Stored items
○ ○ ○ ○ ○
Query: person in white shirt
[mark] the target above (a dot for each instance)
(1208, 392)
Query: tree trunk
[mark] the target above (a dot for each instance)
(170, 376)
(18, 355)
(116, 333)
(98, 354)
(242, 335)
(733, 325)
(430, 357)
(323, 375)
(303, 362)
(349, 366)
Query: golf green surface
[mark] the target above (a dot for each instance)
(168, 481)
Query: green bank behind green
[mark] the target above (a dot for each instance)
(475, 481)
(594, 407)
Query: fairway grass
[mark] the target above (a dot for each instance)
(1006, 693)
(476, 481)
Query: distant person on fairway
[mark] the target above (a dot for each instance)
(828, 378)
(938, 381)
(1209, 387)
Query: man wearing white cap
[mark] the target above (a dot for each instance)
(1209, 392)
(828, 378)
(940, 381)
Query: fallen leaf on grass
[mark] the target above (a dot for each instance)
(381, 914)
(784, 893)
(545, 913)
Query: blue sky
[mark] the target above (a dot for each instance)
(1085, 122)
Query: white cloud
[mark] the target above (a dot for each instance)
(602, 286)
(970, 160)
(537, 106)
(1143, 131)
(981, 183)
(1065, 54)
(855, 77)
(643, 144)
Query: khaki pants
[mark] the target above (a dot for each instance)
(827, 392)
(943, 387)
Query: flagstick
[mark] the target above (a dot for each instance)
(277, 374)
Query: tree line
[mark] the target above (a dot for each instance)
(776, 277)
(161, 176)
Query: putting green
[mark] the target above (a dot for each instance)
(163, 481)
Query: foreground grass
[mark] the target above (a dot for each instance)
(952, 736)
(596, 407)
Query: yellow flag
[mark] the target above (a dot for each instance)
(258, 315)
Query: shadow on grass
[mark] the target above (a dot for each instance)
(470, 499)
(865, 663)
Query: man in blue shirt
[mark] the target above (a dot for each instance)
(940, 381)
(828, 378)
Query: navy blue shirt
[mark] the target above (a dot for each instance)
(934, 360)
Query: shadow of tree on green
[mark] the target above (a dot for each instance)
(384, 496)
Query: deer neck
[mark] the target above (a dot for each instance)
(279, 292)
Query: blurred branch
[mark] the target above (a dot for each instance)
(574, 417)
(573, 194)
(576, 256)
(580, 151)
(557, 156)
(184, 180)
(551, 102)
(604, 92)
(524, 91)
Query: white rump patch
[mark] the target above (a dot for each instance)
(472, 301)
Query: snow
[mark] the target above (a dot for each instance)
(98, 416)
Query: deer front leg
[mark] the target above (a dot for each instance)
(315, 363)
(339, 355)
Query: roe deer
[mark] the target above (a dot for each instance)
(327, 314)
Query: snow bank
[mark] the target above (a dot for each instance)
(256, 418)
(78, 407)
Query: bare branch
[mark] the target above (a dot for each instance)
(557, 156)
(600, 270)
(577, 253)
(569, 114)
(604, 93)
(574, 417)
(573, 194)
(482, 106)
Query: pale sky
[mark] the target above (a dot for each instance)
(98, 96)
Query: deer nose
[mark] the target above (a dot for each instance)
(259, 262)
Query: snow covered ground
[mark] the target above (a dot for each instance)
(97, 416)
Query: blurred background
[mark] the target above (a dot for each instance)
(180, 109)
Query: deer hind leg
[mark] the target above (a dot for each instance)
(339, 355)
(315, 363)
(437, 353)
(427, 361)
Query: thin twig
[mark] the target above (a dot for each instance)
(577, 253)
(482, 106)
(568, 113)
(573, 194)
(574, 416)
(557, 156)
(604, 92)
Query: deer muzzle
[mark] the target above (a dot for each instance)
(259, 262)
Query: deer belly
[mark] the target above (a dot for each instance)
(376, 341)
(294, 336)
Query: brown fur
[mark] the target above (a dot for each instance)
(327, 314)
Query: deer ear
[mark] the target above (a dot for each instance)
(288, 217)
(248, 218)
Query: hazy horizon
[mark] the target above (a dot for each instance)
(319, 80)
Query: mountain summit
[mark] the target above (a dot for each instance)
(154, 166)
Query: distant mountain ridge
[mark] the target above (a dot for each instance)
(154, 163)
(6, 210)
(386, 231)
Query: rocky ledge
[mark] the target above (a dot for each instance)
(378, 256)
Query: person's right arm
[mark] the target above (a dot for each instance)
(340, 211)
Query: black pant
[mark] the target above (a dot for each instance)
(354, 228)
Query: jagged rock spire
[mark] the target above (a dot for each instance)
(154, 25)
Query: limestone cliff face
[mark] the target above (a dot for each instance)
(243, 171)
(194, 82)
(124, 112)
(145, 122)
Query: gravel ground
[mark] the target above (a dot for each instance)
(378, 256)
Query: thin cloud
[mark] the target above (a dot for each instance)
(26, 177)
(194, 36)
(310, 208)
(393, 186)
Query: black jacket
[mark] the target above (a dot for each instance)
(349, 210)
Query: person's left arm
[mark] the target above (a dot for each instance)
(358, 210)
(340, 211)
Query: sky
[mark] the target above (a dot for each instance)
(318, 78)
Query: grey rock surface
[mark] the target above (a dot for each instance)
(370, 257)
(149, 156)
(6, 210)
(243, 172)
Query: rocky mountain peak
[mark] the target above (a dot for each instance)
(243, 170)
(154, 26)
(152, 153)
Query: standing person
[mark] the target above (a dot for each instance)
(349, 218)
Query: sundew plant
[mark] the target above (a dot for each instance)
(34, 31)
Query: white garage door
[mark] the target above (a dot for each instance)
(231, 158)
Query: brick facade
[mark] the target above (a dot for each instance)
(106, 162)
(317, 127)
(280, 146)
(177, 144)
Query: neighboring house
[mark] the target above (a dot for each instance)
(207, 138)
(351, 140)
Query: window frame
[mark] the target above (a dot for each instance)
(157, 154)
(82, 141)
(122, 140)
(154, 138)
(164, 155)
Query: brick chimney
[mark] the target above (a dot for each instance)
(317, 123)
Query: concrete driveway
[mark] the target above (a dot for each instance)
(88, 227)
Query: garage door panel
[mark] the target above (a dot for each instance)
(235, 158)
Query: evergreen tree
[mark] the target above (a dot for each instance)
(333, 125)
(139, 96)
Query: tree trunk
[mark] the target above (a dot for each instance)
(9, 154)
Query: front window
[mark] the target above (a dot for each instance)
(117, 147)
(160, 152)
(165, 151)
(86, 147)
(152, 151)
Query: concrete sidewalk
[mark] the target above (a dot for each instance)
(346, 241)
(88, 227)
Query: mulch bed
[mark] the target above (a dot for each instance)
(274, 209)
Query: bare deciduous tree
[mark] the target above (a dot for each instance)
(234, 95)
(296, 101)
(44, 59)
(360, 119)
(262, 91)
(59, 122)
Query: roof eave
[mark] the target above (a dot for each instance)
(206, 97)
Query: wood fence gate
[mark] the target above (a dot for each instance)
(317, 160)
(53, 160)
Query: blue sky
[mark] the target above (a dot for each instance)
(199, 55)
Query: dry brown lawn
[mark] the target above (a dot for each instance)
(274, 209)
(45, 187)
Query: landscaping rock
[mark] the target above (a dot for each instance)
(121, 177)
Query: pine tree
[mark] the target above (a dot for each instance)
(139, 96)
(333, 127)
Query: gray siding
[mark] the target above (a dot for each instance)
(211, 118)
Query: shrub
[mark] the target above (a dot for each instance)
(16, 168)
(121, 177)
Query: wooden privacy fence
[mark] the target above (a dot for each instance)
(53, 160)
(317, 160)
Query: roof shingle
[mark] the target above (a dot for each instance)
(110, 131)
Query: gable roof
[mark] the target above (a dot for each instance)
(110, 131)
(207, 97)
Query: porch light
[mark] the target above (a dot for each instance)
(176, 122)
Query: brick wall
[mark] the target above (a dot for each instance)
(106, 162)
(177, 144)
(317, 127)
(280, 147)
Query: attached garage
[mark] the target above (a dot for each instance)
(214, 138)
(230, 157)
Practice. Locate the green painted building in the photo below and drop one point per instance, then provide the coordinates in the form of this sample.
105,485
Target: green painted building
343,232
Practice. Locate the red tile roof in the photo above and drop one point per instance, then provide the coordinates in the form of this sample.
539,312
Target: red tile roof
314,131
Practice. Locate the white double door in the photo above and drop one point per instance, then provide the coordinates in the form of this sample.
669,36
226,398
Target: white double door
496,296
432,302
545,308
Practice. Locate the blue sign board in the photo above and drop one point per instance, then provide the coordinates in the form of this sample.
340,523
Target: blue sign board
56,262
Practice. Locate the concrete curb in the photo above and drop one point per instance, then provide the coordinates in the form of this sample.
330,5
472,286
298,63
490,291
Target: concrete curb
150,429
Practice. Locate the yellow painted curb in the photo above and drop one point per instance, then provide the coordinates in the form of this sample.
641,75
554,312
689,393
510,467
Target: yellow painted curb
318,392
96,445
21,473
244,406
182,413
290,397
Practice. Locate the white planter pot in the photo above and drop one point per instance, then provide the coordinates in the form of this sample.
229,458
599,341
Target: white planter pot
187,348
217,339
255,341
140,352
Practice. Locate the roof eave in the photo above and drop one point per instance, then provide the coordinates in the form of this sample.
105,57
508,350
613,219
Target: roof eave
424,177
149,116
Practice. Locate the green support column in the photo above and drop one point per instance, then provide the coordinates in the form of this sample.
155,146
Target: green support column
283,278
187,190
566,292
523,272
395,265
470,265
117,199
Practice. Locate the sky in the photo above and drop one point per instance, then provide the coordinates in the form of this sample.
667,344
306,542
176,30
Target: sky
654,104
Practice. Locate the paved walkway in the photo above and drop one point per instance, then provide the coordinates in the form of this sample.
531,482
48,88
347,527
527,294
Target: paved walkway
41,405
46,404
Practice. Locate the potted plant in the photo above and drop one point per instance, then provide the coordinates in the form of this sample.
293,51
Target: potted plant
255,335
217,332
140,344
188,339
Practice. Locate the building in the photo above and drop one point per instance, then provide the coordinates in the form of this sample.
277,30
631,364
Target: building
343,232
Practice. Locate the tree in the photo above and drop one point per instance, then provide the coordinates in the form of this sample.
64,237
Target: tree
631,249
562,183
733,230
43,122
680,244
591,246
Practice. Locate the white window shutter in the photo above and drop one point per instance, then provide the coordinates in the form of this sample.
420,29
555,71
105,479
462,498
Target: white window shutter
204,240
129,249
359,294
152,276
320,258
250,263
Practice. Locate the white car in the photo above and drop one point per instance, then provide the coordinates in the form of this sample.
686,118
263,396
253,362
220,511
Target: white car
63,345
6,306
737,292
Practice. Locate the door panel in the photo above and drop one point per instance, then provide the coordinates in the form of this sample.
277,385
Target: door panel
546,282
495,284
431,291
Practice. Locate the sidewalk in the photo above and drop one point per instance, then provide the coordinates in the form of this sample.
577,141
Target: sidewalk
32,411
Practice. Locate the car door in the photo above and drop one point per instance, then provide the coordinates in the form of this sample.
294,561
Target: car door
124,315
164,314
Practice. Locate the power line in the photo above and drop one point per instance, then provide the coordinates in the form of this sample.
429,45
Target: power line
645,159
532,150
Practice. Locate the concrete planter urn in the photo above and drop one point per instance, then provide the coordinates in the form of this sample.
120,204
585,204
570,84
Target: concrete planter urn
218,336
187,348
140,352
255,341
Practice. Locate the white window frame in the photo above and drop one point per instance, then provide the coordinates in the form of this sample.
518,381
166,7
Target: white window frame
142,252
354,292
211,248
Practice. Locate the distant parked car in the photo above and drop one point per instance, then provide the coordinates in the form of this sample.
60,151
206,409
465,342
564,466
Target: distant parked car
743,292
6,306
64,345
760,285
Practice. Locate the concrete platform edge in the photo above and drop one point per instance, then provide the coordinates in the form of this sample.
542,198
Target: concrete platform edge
○ ○ ○ ○ ○
Your assignment> "platform" is the word to look for; copy every line of the data that has it.

Exercise response>
Practice. Locate the concrete platform edge in the photo above and drop one point per instance, then provide the coordinates in the form of this sample.
Target: concrete platform edge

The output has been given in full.